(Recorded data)
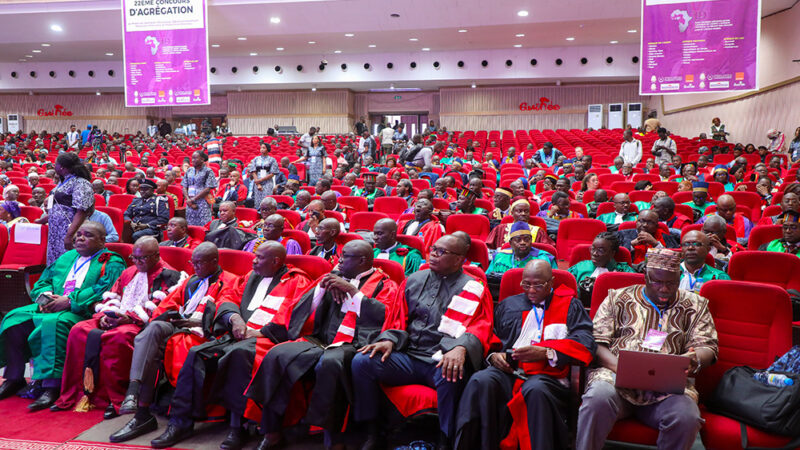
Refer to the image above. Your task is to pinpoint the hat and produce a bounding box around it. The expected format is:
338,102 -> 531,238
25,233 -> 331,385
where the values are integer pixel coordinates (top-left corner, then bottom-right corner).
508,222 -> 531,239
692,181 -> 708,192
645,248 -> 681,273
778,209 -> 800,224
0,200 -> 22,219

* * *

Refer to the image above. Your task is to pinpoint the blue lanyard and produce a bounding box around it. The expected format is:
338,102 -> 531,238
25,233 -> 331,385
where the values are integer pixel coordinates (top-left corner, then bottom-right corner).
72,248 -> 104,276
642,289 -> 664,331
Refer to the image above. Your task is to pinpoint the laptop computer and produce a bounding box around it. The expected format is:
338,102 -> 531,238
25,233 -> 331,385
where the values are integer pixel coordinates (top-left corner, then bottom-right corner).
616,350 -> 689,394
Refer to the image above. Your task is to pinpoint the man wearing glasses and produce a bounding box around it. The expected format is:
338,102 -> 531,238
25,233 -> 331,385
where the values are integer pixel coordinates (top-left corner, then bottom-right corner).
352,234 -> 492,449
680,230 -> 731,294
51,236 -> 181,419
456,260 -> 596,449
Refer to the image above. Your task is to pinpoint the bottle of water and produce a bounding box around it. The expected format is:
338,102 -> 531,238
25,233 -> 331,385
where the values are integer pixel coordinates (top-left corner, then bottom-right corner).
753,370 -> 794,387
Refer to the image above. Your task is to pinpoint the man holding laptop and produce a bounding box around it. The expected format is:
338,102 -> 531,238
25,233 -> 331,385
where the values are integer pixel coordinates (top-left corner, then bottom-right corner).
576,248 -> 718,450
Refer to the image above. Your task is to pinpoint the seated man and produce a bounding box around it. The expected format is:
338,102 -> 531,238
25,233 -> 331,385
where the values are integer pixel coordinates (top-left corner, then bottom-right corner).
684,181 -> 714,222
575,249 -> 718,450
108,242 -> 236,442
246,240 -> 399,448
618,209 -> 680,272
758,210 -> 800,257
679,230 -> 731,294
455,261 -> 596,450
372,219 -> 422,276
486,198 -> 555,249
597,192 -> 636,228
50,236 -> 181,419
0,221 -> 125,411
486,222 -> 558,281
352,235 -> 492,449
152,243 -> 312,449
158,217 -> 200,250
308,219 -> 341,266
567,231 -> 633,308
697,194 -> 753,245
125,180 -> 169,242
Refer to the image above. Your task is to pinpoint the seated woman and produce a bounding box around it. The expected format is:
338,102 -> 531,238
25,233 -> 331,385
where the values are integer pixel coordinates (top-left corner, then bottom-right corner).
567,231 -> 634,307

Set task
Swap "top-left corner" for "upper-left corner" in the material starting at the line that contains "the seated man" and ending at the line that contains "125,180 -> 169,242". Return only those lines, with everything else left as it is.

Result of the task
Refer to the image above. Your task is to pinpoint the seated man and produce a bounding box around it. The expected format is:
338,102 -> 531,238
25,233 -> 331,385
where the values are integer pixel coordinates (upper-left corner, then bottom-right corner).
684,181 -> 714,222
575,249 -> 718,450
108,242 -> 236,442
246,240 -> 399,448
618,209 -> 680,272
758,210 -> 800,257
679,230 -> 731,294
455,261 -> 596,450
372,219 -> 422,276
486,198 -> 555,249
597,192 -> 636,228
50,236 -> 181,419
0,221 -> 125,411
486,222 -> 558,281
352,235 -> 492,449
152,243 -> 312,449
158,217 -> 200,250
308,219 -> 341,266
567,231 -> 633,308
697,194 -> 753,245
125,180 -> 169,242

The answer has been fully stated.